→ Objective
In the review note on National Bibliography Numbers, why does the reviewer propose changing the wording "the national libraries" in Section 4.1? Answer in one to three sentences.

→ Document passage
Juha can clarify this.

> Section 4.1
> 
>    National Bibliography Number (NBN) is a generic term referring to a
>    group of identifier systems administered by the national libraries
>    and institutions authorized by them.
> 
> "the national libraries" implies a specific set -- which ones?  It
> may be better to hedge with "some national libraries".

Or remove "the" ... "by national libraries".

> Section 4.2.2
> 
> Do we need to say anything about a URN-to-URI step before talking
> about URI-to-resource services?
> 
> I'm also wondering about any relationship between "component
> resource" NBNs and f-components of the containing work.  If there is
> are NBNs assigned to both an image within a work and that containing
> work, and an NBN with f-resource is used to refer to the image
> within the containing work, is there any relationship between the
> f-resource and the image-specific NBN?

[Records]
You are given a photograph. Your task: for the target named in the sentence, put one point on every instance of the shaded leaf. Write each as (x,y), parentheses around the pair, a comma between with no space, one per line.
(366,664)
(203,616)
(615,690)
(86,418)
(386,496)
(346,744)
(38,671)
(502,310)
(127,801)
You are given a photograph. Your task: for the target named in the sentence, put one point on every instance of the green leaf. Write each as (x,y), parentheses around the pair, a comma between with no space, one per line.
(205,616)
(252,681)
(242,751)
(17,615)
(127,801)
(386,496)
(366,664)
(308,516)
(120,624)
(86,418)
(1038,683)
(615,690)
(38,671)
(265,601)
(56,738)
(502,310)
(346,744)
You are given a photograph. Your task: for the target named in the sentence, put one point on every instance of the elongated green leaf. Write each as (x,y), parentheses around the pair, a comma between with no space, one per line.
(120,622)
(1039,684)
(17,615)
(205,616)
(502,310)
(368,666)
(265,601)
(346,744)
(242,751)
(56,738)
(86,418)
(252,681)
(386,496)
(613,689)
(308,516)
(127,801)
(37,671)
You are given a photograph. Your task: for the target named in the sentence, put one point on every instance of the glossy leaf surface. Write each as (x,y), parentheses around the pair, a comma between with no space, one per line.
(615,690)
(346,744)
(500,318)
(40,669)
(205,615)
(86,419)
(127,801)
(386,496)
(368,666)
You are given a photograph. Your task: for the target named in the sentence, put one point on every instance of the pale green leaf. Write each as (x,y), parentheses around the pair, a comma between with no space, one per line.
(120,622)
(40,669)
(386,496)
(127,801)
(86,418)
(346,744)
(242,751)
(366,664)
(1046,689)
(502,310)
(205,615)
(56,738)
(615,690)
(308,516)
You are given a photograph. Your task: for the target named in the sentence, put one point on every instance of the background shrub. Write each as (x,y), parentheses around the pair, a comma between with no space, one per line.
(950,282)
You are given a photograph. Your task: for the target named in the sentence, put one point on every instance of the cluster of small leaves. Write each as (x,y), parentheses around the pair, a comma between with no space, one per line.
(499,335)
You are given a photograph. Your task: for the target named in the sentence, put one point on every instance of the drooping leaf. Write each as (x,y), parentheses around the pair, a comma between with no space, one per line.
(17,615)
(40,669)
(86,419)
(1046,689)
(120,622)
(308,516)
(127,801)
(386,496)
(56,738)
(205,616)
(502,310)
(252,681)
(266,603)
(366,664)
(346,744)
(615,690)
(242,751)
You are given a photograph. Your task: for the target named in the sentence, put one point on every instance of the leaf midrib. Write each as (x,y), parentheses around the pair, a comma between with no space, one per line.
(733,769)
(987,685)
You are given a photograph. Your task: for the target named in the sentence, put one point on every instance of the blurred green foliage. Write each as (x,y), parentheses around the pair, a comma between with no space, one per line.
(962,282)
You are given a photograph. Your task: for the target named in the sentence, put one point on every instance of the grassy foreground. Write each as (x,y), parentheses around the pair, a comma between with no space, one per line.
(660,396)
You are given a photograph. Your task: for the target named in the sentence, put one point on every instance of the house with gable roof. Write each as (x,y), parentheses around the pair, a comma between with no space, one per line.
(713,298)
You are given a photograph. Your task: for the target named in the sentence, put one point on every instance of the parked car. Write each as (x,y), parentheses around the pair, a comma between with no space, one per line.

→ The reply
The reviewer says that "the national libraries" implies a specific set of libraries, which leaves open the question of which ones are meant. To avoid that, the reviewer suggests hedging with "some national libraries."